— start of Text section —

B+ : compelling but rushed and ultimately without sufficient depth

See our review for fuller assessment.




Review Summaries
Source Rating Date Reviewer
FAZ A+ 24/8/2002 .
The Guardian A- 24/5/2003 Sarah A. Smith
The Independent D 10/5/2003 Aamer Hussein
The NY Times Book Rev. . 26/10/2003 Janice P. Nimura
The Observer B+ 1/6/2003 Geraldine Bedell
San Francisco Chronicle . 19/10/2003 Sara Ivry
Sydney Morning Herald . 17/5/2003 Christopher Bantick
The Times . 14/5/2003 Anthea Lawson
TLS B 20/6/2003 Julia Lovell
The Washington Post . 4/1/2003 Amy Kroin


  Review Consensus:

  No consensus, though most approving of at least aspects of it.

— end of Text section —

- Prompt 1
In the entries, swap "wooden" for "bamboo" and write out everything from the line containing "Question. Put a dot on every instance of the oval" down to the end of the entries, with nothing else changed.

— start of Supplied records —

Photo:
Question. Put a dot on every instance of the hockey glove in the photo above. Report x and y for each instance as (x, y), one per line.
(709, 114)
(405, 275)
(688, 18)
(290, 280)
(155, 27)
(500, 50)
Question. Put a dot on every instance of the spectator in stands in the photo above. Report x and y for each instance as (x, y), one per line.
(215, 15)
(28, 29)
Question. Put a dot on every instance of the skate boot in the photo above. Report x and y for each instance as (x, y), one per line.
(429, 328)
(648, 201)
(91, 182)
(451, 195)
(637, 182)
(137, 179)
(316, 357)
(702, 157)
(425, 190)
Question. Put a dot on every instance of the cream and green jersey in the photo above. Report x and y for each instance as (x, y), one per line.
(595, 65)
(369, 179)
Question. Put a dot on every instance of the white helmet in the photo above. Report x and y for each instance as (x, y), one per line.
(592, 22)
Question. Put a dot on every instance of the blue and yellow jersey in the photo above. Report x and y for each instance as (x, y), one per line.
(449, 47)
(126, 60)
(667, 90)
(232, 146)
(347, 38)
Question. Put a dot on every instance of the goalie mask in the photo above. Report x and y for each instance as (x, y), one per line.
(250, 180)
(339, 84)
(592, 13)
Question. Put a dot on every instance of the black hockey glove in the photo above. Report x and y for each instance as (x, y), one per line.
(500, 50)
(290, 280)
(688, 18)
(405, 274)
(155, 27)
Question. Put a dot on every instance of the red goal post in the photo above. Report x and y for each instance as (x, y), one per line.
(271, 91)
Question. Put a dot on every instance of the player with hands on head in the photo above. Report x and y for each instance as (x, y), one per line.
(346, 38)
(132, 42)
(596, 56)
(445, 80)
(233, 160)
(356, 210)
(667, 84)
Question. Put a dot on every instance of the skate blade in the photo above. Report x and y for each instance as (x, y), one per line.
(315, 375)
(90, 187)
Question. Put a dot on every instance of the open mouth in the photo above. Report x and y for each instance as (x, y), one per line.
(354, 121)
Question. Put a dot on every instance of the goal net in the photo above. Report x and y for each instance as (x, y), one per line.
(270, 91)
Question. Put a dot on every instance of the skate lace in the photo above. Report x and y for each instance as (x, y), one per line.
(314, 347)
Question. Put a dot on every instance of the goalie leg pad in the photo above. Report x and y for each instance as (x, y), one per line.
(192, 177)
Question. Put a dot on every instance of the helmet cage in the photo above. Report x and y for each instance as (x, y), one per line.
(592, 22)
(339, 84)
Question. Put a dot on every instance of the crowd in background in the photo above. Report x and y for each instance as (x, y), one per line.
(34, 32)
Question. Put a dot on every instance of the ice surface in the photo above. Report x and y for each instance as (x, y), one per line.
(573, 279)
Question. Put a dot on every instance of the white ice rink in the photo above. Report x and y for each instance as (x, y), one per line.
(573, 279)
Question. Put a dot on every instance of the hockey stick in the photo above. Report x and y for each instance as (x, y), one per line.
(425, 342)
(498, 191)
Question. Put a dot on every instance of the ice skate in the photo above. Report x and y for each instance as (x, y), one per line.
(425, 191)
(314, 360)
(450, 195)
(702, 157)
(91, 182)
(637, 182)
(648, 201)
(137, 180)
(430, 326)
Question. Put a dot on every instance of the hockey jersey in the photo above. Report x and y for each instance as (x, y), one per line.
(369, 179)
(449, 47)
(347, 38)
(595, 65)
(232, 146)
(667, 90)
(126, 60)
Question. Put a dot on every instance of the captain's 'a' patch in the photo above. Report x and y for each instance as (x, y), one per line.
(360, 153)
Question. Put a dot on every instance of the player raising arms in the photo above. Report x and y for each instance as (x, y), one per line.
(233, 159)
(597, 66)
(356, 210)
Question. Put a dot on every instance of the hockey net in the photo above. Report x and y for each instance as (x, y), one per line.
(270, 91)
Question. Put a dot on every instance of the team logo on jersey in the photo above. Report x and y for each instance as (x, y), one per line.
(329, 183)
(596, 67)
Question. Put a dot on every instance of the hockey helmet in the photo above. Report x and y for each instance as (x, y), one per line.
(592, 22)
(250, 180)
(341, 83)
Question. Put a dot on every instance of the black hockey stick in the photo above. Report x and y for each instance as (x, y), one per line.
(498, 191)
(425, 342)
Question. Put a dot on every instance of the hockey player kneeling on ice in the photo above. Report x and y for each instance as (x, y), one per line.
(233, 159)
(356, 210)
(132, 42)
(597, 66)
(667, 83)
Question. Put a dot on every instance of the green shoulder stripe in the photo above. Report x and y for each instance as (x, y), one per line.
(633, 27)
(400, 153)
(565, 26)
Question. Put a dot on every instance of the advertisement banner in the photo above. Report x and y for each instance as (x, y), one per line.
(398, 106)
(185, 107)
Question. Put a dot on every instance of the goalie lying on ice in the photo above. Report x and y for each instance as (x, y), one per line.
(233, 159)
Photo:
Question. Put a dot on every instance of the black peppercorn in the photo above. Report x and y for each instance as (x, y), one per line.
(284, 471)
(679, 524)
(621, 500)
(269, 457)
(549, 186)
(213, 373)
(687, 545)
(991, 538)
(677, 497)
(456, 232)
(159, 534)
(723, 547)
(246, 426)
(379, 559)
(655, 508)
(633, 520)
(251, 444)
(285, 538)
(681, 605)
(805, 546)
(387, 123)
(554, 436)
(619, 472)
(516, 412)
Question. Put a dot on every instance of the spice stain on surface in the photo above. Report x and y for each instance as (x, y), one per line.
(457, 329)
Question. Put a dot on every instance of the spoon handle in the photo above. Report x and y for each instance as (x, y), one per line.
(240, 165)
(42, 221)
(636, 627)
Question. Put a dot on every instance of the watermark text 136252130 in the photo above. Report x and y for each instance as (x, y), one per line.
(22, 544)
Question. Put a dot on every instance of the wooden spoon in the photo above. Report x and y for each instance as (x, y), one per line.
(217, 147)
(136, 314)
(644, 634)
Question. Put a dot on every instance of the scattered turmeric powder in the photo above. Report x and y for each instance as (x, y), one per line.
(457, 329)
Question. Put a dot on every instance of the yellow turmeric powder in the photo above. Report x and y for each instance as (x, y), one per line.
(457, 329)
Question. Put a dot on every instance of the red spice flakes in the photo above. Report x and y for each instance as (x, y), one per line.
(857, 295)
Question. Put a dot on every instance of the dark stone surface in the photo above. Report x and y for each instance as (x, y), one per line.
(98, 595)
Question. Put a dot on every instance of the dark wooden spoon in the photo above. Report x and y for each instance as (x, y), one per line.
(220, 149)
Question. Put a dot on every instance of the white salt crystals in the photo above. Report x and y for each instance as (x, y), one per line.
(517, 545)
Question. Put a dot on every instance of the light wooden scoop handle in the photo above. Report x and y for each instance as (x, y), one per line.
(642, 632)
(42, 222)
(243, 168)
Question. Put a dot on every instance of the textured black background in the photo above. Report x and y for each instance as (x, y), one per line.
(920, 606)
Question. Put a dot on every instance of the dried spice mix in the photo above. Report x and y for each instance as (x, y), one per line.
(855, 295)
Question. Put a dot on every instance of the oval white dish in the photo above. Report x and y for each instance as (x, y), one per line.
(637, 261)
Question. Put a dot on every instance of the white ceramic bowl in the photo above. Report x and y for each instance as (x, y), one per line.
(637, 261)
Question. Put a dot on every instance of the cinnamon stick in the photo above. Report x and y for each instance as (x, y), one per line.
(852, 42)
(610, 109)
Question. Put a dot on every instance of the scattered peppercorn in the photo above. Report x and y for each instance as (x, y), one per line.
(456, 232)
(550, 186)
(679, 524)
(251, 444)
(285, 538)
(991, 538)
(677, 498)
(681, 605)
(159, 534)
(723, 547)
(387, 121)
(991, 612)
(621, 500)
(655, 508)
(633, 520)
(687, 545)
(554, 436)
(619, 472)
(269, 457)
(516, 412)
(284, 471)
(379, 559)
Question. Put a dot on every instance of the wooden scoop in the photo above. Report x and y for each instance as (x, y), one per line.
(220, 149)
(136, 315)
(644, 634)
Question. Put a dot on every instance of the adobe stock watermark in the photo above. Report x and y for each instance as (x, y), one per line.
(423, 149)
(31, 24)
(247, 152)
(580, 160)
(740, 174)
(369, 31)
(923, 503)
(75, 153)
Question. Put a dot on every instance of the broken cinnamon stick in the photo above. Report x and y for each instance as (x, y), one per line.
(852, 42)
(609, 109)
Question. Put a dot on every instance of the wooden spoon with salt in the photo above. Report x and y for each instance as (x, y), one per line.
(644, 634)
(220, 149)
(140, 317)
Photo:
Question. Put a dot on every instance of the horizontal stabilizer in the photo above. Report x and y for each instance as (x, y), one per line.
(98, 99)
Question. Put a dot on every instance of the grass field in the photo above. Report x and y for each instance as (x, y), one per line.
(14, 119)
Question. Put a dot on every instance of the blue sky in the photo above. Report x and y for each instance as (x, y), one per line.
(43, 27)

— end of Supplied records —

- Prompt 2
Answer these about the review summary:
(a) What rating did The Observer give, and who was its reviewer?
(b) Who reviewed for the TLS?
(c) What does the review consensus say?

- Result 1
Question. Put a dot on every instance of the oval white dish in the photo above. Report x and y for each instance as (x, y), one per line.
(637, 261)
Question. Put a dot on every instance of the white ceramic bowl in the photo above. Report x and y for each instance as (x, y), one per line.
(637, 261)
Question. Put a dot on every instance of the cinnamon stick in the photo above. Report x and y for each instance as (x, y), one per line.
(852, 42)
(610, 109)
Question. Put a dot on every instance of the scattered peppercorn in the photo above. Report x and y for each instance as (x, y), one per line.
(456, 232)
(550, 186)
(679, 524)
(251, 444)
(285, 538)
(991, 538)
(677, 498)
(681, 605)
(159, 534)
(723, 547)
(387, 121)
(991, 612)
(621, 500)
(655, 508)
(633, 520)
(687, 545)
(554, 436)
(619, 472)
(269, 457)
(516, 412)
(284, 471)
(379, 559)
Question. Put a dot on every instance of the bamboo scoop in the photo above. Report x and y for each instance as (x, y), one per line.
(220, 149)
(136, 315)
(644, 634)
Question. Put a dot on every instance of the adobe stock watermark in the photo above. Report x and y for each instance as (x, y), one per line.
(423, 149)
(31, 24)
(247, 152)
(580, 160)
(740, 174)
(369, 31)
(923, 503)
(75, 153)
Question. Put a dot on every instance of the broken cinnamon stick in the photo above. Report x and y for each instance as (x, y), one per line.
(852, 42)
(609, 109)
Question. Put a dot on every instance of the bamboo spoon with salt in the photo above. Report x and y for each instance as (x, y), one per line.
(644, 634)
(220, 149)
(140, 317)
Photo:
Question. Put a dot on every instance of the horizontal stabilizer in the photo above. Report x and y for each instance as (x, y), one per line.
(98, 99)
Question. Put a dot on every instance of the grass field in the photo above. Report x and y for each instance as (x, y), one per line.
(14, 119)
Question. Put a dot on every instance of the blue sky in the photo above. Report x and y for each instance as (x, y), one per line.
(43, 27)

- Result 2
(a) B+, by Geraldine Bedell
(b) Julia Lovell
(c) No consensus, though most approving of at least aspects of it.